WORK INSTRUCTIONS.
Please scale the stretch from the line containing "Place a marker on every instance of the standing" through the end of the records, writing those lines out again with the requests included and multiplying every answer coordinate by 2.15, rounded to a whole number with halves going up. Leave the numbers in the requests and their format samples unchanged.

Collected data:
★ ★ ★ ★ ★ ★ ★

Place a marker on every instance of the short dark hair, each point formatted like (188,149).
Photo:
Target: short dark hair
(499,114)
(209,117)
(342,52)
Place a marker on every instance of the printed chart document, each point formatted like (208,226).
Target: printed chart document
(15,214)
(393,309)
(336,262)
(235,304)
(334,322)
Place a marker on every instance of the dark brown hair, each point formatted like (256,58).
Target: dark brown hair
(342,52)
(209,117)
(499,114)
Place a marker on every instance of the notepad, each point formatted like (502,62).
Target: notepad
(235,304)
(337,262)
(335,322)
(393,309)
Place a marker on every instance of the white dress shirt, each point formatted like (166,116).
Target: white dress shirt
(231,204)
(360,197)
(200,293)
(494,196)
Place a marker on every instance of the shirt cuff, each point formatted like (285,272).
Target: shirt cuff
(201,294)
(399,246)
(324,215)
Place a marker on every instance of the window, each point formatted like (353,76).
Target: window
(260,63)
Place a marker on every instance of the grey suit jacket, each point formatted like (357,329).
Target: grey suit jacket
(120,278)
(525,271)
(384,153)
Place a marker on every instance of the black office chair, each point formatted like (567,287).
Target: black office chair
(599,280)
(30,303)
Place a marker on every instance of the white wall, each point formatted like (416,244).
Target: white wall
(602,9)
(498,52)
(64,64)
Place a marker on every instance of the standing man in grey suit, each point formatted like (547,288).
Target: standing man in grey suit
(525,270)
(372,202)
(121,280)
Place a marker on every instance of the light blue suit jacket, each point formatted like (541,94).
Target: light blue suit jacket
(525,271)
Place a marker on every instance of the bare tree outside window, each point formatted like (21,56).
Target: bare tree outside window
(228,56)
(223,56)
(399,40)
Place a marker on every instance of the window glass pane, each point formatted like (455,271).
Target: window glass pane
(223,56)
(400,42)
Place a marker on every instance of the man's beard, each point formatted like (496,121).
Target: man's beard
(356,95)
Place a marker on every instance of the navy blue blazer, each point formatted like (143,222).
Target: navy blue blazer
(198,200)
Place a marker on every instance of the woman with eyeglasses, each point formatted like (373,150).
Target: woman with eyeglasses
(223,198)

★ ★ ★ ★ ★ ★ ★

REPLY TO THE TASK.
Place a marker on every instance of the standing man in grey suit, each point formatted like (547,288).
Target: standing man in grey suit
(1129,581)
(800,434)
(260,602)
Place a marker on every instance of the light blue suit jacket, each point formatted like (541,94).
Target: light blue suit jacket
(1129,583)
Place a marker on every instance of the bare tree outside window, each point formatted like (21,56).
Target: bare tree outside window
(490,120)
(479,120)
(858,86)
Place a marker on every instance of the window glass pane, each point formatted like (455,271).
Target: window glass pane
(479,120)
(860,90)
Place a marker on every instance of the man's beard, each point formatted like (496,121).
Target: man's beard
(765,204)
Place a marker on every instance of the navy blue blazer, each point formatted like (143,222).
Target: navy blue blazer
(426,430)
Place a marker on every instance of the woman with eyeglasses, each point formatted like (373,150).
Target: woman with eyeglasses
(479,426)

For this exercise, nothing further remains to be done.